▶ BRIEF 1: Reproduce, word for word, the part of the passage on emotion regulation starting with "In another, published" and going on through "opportunities for friendships.".

--- Start DOCUMENT SEGMENT ---

Psychologists divide regulation strategies into two broad categories: pre-emptive, occurring before an emotion is fully felt; and responsive, coming afterward. The best known of the latter category, and one of the first learned, is simple suppression. First-graders will cover a smile with their hand when a classmate does something embarrassing; in time, many become far more adept, reflexively masking surprise, alarm, even rage with a poker face.

Suppression, while clearly valuable in some situations (no laughing at funerals, please), has social costs that are all too familiar to those who know its cold touch. In one 2003 Stanford study, researchers found that people instructed to wear a poker face while discussing a documentary about the atomic bombings of Hiroshima and Nagasaki made especially stressful conversation partners.

In another, published last year, psychologists followed 278 men and women as they entered college, giving questionnaires and conducting interviews. Those who scored highest on measures of emotion suppression had the hardest time making friends.

“An individual who responds to the college transition by becoming emotionally guarded in the first few days,” the authors wrote, will most likely miss opportunities for friendships.

Pre-emptive techniques can work in more subtle ways. One of these is simple diversion, reflexively focusing on the good and ignoring the bad — rereading the praise in an evaluation and ignoring or dismissing any criticism. A 2009 study led by Derek Isaacowitz of Brandeis University found that people over 55 were much more likely than those aged 25 and under to focus on positive images when in a bad mood — thereby buoying their spirits. The younger group was more likely to focus on negative images when feeling angry or down.

--- End DOCUMENT SEGMENT ---
--- Start RECORDS SHOWN ---

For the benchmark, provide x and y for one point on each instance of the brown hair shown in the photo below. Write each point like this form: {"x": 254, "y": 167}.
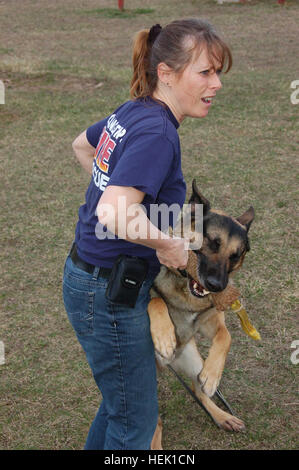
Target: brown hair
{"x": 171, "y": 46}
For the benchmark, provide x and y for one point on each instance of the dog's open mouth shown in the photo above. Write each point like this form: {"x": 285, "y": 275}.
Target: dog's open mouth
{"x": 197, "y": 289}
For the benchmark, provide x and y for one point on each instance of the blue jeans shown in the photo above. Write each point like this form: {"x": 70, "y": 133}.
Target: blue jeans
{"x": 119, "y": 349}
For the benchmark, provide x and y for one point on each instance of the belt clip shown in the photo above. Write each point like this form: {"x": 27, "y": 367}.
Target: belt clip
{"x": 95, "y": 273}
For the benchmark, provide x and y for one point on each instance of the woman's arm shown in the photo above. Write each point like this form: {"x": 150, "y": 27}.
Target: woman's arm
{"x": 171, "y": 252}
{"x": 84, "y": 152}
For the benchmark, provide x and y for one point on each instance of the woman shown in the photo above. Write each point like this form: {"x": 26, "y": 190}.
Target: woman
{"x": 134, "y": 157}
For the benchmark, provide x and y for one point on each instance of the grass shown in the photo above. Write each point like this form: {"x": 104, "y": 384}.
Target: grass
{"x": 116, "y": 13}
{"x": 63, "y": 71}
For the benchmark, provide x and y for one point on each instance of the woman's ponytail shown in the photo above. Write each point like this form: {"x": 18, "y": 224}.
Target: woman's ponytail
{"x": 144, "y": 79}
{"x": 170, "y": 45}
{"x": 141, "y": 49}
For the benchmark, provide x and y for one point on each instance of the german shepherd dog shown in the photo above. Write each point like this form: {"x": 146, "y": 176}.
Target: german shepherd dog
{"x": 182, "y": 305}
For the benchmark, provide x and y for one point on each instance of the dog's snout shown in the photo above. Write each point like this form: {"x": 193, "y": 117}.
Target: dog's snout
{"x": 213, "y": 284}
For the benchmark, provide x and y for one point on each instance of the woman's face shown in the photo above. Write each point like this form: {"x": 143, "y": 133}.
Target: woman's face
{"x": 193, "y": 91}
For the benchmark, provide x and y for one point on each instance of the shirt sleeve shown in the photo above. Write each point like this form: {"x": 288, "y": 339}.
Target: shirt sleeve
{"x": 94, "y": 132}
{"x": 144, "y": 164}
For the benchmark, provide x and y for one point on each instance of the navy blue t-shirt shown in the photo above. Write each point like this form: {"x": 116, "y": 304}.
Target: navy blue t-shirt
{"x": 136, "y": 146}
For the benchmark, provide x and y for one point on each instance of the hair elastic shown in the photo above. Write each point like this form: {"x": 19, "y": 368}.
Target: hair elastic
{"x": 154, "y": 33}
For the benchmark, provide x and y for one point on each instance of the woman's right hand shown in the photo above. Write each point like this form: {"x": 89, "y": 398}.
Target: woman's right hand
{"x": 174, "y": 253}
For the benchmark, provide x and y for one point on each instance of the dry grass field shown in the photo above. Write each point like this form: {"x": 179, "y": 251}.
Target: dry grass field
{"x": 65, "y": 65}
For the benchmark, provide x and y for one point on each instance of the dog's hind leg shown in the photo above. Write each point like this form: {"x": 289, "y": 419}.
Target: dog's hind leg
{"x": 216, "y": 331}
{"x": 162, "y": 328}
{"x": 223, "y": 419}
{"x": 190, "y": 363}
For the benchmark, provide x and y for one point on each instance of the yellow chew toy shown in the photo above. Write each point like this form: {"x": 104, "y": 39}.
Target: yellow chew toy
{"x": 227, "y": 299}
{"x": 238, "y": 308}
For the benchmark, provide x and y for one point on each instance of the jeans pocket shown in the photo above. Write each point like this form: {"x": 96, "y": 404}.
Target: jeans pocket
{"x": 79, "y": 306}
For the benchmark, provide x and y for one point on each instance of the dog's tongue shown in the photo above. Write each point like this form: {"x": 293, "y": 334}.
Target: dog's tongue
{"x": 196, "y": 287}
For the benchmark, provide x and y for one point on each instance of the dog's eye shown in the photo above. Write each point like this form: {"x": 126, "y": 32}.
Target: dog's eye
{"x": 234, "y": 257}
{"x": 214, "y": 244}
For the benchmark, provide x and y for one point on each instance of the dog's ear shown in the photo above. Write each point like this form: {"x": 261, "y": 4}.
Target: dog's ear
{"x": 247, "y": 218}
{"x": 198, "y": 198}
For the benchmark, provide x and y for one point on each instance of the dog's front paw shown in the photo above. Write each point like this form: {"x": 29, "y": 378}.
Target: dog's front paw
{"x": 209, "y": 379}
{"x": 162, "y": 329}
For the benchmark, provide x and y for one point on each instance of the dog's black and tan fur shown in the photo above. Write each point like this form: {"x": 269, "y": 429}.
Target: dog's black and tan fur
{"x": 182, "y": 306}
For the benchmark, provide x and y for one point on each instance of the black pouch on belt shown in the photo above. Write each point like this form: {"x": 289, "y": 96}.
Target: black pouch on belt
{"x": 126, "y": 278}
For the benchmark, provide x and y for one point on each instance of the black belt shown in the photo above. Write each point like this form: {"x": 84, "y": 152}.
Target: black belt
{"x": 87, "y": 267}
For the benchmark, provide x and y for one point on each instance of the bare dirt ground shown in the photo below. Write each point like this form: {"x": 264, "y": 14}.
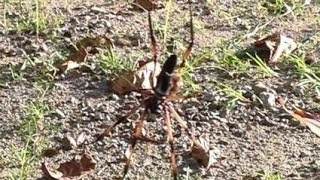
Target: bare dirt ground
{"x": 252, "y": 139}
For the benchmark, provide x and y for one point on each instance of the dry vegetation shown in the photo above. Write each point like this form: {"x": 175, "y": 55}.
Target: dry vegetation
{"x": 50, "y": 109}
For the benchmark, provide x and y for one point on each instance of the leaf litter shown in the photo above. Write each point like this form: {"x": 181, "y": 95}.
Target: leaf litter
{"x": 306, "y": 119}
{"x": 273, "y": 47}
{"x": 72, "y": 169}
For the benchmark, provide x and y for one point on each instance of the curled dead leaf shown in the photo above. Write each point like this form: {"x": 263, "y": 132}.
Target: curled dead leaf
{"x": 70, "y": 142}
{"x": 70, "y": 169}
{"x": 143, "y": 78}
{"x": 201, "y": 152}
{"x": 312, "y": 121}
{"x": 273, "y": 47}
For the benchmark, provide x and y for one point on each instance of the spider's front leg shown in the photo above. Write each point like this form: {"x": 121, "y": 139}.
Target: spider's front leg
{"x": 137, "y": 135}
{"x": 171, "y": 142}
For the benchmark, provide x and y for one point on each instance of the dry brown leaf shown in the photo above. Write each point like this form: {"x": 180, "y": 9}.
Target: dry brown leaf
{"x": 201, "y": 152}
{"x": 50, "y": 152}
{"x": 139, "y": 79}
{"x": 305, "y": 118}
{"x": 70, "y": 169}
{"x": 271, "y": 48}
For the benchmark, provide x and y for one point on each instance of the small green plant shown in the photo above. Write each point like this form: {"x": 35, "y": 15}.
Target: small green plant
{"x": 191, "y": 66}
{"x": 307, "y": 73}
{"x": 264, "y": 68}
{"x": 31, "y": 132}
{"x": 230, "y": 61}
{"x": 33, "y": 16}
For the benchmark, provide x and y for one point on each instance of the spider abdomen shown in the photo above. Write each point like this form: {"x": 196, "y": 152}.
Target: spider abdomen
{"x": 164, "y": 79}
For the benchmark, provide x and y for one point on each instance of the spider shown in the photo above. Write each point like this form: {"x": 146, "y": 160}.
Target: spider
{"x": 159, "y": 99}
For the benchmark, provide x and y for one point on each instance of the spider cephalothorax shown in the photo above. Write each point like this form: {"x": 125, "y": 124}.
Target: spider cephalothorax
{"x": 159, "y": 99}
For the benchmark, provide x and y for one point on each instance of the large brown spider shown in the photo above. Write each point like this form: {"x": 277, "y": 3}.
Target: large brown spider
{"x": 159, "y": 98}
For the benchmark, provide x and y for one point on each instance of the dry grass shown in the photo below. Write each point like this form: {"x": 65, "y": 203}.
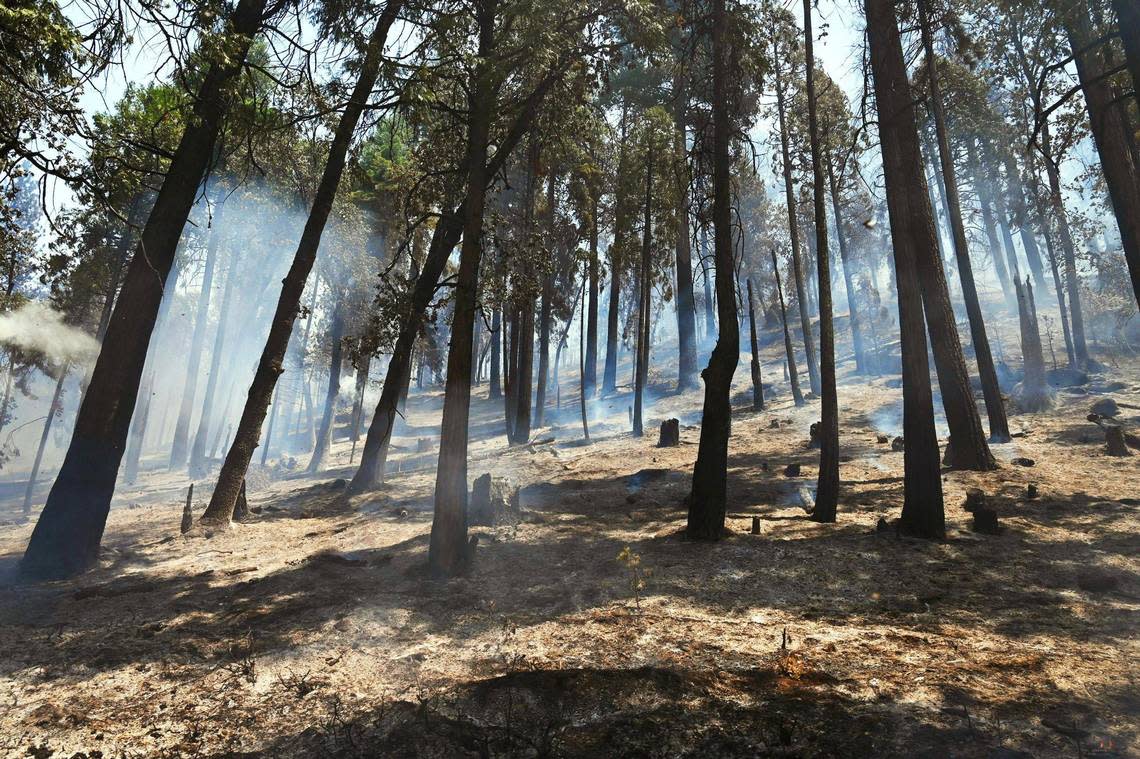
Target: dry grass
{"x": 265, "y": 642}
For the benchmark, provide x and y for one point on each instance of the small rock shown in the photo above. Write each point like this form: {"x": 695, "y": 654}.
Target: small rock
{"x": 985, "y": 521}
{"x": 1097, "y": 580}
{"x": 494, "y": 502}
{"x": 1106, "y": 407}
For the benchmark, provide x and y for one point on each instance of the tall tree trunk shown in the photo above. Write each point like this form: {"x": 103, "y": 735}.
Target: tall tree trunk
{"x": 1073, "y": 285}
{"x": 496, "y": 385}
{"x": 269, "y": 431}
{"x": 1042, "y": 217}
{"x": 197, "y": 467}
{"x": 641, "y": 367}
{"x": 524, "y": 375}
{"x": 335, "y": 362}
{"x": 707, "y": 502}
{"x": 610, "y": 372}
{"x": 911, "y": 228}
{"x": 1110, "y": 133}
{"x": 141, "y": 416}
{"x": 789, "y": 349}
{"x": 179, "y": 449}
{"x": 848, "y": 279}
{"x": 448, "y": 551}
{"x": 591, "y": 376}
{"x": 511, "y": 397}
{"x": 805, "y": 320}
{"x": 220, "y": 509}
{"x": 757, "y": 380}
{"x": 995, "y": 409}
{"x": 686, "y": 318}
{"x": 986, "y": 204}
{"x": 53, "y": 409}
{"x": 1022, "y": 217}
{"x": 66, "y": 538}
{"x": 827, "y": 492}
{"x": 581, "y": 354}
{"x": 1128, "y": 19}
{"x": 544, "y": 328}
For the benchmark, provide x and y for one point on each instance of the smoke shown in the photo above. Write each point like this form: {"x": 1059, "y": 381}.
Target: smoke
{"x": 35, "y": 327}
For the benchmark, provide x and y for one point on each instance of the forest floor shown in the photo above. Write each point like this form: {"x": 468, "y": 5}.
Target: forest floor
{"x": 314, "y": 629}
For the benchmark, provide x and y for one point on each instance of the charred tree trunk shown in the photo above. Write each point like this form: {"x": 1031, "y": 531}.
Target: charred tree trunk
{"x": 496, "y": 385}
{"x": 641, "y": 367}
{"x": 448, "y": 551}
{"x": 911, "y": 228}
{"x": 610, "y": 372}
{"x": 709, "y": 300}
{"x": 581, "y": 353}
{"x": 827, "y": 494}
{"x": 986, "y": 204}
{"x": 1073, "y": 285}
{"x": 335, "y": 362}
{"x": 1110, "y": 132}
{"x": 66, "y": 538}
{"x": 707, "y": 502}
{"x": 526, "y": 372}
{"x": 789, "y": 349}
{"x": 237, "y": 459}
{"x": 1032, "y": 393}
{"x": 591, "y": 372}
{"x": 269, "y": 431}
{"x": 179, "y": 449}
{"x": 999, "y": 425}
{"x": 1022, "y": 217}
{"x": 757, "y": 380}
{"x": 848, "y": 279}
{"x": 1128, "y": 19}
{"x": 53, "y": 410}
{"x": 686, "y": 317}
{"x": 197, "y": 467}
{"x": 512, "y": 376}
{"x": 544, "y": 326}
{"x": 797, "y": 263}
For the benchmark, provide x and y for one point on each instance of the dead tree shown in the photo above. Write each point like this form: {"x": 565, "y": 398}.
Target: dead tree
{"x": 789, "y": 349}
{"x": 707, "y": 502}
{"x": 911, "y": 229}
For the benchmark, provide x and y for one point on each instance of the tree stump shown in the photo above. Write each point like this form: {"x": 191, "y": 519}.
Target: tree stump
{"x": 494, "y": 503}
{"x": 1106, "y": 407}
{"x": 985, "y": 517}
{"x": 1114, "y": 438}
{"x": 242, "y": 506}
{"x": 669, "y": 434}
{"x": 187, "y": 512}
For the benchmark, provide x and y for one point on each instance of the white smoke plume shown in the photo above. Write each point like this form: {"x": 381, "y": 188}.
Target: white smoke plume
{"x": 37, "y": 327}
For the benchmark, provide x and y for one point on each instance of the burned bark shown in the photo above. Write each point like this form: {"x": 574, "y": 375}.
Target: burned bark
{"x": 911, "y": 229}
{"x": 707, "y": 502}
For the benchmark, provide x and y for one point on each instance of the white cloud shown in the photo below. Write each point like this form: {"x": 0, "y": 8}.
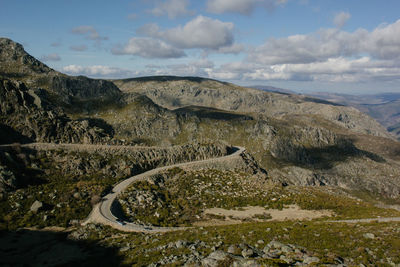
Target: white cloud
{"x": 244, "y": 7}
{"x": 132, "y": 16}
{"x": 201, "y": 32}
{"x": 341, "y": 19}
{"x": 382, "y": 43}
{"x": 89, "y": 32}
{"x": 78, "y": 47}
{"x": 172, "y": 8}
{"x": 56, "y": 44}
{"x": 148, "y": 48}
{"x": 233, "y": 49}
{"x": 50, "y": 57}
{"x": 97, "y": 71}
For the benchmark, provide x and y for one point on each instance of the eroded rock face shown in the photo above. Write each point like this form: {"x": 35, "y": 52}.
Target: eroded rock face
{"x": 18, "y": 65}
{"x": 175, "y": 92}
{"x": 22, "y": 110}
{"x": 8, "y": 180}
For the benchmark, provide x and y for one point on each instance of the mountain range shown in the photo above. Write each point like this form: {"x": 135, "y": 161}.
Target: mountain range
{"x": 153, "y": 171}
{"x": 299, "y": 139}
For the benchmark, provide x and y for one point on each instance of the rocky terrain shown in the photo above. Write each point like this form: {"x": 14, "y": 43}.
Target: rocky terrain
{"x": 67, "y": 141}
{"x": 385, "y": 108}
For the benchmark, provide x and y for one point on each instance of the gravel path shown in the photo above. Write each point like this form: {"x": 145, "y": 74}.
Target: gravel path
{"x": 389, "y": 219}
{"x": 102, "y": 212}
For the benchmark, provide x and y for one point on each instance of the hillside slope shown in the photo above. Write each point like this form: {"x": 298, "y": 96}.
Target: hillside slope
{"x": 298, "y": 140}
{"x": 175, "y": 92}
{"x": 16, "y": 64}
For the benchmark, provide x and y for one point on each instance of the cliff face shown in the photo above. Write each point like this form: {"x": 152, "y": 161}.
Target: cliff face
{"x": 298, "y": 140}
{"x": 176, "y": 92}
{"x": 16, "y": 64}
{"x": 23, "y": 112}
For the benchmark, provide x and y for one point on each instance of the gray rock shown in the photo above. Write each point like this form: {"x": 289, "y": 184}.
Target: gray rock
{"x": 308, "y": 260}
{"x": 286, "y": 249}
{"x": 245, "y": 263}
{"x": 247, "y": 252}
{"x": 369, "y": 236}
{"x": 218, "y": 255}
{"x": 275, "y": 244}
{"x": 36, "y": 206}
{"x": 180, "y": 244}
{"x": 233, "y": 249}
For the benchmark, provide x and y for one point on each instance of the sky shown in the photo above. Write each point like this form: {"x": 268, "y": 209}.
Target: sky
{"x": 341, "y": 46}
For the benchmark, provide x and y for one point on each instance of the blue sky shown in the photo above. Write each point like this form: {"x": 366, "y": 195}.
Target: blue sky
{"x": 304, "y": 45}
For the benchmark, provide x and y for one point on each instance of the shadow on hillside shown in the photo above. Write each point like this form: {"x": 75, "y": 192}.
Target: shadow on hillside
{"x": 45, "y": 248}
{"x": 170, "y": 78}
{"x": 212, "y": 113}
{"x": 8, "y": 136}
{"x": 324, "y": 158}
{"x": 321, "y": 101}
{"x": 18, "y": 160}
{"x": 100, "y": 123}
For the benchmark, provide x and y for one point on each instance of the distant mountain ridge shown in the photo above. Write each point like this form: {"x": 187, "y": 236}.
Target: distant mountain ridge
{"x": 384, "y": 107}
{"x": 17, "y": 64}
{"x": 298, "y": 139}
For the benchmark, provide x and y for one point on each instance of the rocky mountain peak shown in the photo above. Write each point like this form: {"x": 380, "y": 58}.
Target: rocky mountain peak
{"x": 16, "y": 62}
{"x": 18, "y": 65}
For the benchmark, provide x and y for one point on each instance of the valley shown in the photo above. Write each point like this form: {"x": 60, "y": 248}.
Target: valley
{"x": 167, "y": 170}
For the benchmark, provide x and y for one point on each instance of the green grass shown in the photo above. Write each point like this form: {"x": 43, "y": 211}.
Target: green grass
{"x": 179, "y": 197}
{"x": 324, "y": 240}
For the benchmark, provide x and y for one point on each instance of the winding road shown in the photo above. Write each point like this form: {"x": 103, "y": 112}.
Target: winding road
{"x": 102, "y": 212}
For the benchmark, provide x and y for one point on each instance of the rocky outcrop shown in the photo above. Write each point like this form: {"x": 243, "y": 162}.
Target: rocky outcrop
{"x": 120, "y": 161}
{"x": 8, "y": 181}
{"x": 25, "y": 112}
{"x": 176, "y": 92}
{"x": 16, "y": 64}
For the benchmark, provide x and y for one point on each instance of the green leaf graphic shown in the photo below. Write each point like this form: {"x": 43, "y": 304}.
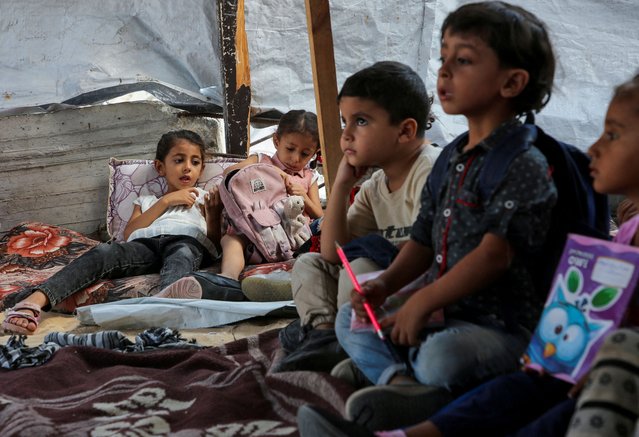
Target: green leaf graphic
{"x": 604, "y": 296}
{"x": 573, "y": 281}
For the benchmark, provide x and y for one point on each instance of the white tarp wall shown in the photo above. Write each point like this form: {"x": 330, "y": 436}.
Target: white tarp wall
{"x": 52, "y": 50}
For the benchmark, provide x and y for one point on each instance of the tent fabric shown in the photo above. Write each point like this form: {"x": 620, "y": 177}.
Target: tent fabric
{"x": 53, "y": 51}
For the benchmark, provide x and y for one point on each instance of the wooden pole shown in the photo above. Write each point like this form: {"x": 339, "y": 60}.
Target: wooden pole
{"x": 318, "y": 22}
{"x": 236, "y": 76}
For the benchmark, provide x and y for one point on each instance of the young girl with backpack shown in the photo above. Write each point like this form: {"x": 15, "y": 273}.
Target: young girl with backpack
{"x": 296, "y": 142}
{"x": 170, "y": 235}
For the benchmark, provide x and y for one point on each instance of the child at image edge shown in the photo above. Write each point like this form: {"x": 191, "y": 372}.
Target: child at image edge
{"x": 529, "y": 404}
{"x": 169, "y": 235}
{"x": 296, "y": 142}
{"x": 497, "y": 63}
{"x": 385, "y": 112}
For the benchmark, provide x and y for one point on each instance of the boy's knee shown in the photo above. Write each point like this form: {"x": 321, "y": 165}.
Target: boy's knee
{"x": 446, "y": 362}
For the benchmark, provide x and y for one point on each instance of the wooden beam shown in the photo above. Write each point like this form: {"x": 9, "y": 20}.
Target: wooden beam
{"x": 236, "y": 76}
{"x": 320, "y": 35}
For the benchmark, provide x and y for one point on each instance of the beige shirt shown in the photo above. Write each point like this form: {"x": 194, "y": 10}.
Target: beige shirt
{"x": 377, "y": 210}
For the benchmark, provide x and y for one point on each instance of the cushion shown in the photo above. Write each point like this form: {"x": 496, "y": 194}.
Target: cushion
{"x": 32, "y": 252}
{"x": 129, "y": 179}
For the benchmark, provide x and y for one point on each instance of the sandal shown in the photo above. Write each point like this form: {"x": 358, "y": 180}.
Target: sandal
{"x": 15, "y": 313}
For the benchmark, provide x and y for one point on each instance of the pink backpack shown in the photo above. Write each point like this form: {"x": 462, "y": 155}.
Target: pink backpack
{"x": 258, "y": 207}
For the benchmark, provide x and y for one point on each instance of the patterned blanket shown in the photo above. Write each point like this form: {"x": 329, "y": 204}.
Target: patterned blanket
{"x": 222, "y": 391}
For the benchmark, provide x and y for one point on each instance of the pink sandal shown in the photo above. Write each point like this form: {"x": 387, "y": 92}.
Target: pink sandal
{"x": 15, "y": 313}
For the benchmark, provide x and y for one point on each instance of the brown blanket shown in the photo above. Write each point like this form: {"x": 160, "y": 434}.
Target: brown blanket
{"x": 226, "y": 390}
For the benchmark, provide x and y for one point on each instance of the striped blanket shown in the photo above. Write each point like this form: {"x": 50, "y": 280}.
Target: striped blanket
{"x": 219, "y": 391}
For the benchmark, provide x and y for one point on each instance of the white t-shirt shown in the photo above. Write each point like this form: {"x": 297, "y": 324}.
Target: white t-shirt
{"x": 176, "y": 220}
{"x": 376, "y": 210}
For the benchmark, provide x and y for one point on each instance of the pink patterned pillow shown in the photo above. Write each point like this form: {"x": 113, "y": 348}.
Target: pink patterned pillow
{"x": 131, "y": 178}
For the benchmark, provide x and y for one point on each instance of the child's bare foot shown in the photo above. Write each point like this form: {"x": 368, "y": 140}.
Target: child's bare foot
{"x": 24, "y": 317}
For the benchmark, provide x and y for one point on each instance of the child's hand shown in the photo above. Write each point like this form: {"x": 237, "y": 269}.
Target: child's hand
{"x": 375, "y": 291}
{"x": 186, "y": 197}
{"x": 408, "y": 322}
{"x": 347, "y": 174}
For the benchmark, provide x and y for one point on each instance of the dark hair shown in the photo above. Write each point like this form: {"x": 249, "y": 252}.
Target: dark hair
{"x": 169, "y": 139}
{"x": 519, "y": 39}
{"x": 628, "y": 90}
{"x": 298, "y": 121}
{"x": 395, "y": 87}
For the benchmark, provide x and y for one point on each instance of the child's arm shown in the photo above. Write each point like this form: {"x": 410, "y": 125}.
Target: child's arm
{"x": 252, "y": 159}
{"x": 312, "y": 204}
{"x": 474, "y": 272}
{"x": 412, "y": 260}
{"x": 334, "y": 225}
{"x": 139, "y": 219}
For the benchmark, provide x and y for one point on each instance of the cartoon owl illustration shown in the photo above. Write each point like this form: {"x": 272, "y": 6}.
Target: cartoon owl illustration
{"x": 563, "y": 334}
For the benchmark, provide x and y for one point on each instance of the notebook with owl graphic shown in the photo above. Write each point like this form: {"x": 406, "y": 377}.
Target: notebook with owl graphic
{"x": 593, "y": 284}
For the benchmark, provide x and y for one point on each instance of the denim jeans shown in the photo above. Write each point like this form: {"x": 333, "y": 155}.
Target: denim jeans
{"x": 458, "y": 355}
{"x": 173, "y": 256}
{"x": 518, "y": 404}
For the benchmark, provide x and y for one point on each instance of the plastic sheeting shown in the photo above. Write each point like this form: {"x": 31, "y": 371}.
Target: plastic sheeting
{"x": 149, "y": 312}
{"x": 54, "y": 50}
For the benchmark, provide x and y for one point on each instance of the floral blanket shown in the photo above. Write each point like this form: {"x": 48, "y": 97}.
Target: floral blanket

--- End RECORDS SHOWN ---

▶ BRIEF 2: Locate each line in the records that contains the word "floral", and copy those lines.

▶ PROBLEM SOLUTION 1:
In another, published last year, psychologists followed 278 men and women as they entered college, giving questionnaires and conducting interviews. Those who scored highest on measures of emotion suppression had the hardest time making friends.

“An individual who responds to the college transition by becoming emotionally guarded in the first few days,” the authors wrote, will most likely miss opportunities for friendships.

▶ PROBLEM SOLUTION 2:
For the benchmark, provide x and y for one point on each instance of the floral blanket shown in the photo above. Write each point like this form: {"x": 48, "y": 97}.
Target: floral blanket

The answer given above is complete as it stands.